EXERCISE DATA:
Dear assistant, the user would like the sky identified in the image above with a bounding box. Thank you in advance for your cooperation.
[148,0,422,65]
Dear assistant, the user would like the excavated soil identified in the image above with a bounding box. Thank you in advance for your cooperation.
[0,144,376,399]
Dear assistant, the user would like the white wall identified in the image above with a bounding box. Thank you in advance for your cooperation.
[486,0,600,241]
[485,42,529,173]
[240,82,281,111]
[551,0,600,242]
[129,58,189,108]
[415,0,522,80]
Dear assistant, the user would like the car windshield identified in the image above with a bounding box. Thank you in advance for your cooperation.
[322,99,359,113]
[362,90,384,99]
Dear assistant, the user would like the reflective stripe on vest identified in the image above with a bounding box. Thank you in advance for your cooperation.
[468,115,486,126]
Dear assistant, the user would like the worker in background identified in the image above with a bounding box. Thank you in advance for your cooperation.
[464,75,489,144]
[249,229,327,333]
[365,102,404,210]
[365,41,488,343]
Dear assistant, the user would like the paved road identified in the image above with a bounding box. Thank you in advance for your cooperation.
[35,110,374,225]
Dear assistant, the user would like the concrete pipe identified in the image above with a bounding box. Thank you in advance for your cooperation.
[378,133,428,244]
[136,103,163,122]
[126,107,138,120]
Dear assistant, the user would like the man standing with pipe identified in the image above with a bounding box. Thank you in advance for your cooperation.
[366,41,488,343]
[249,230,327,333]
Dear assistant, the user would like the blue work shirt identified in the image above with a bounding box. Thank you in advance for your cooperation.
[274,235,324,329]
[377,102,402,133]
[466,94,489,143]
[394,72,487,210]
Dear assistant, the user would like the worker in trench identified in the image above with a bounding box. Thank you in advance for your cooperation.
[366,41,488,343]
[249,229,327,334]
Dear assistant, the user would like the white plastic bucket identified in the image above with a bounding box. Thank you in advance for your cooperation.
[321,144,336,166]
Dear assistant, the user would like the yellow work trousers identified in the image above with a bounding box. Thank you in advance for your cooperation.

EXERCISE BRIEF: Please give each line above again, word for word.

EXERCISE RESPONSE:
Dear assistant, the user would like the sky identified in the image above with a bounding box. Thank you in advance for your cooperation.
[148,0,422,65]
Dear assistant, the user would like the excavated soil identified in the image above with a bounding box. Thank you in advance for your cooperation.
[0,144,376,399]
Dear assistant, the user would like the white wall identified in the image above with a bounding box. Thank you in advance for your cooperation.
[486,0,600,241]
[485,42,529,173]
[240,82,281,111]
[551,0,600,242]
[129,58,189,108]
[415,0,522,80]
Dear assistant, the user would like the car windshield identified in the image above with a bounding box. Thank you in advance for your cooperation.
[322,99,359,113]
[362,90,384,99]
Dear assistant, the user would like the reflective stripe on vest identified in the image above with a bounding box. Thank you in advance for your cooperation.
[468,115,486,126]
Dear assistant, the user would like the worker in background identified in the image above with a bounding box. Thank you in advance for your cooperation.
[464,75,489,144]
[249,229,327,333]
[365,102,404,210]
[365,41,488,343]
Dear assistant, the user would like the paved road identified in the image above with a bounding box. Thank you in advance for your cooperation.
[35,110,374,225]
Dear assistant, the user would like the concrete pipe identified in the image above with a bounding box. Thank you in advance for your cooperation.
[378,133,428,244]
[136,103,163,122]
[126,107,138,120]
Dear assistant, the user would like the man standing with pipe identified in the image above with a bounding box. Thank you in advance for your cooperation.
[366,41,488,343]
[249,230,327,333]
Dear assistant, the user would like the blue work shirt identified in the image above with a bounding box. Thank you in advance for your cooperation.
[274,235,324,329]
[377,102,402,133]
[466,94,489,143]
[394,72,487,210]
Dear assistant, the user would like the worker in trench identified in the image above with a bounding box. Thank you in advance for your cooperation.
[366,41,488,343]
[249,229,327,334]
Dear assistant, the user would like the white plastic bucket identified in the image above with a bounding box. Thank you in advance for your cooperation.
[321,144,336,166]
Dear assistant, the user would like the yellow work trousers identified in the image above with a bounding box. Thank you in advance for your cooperation.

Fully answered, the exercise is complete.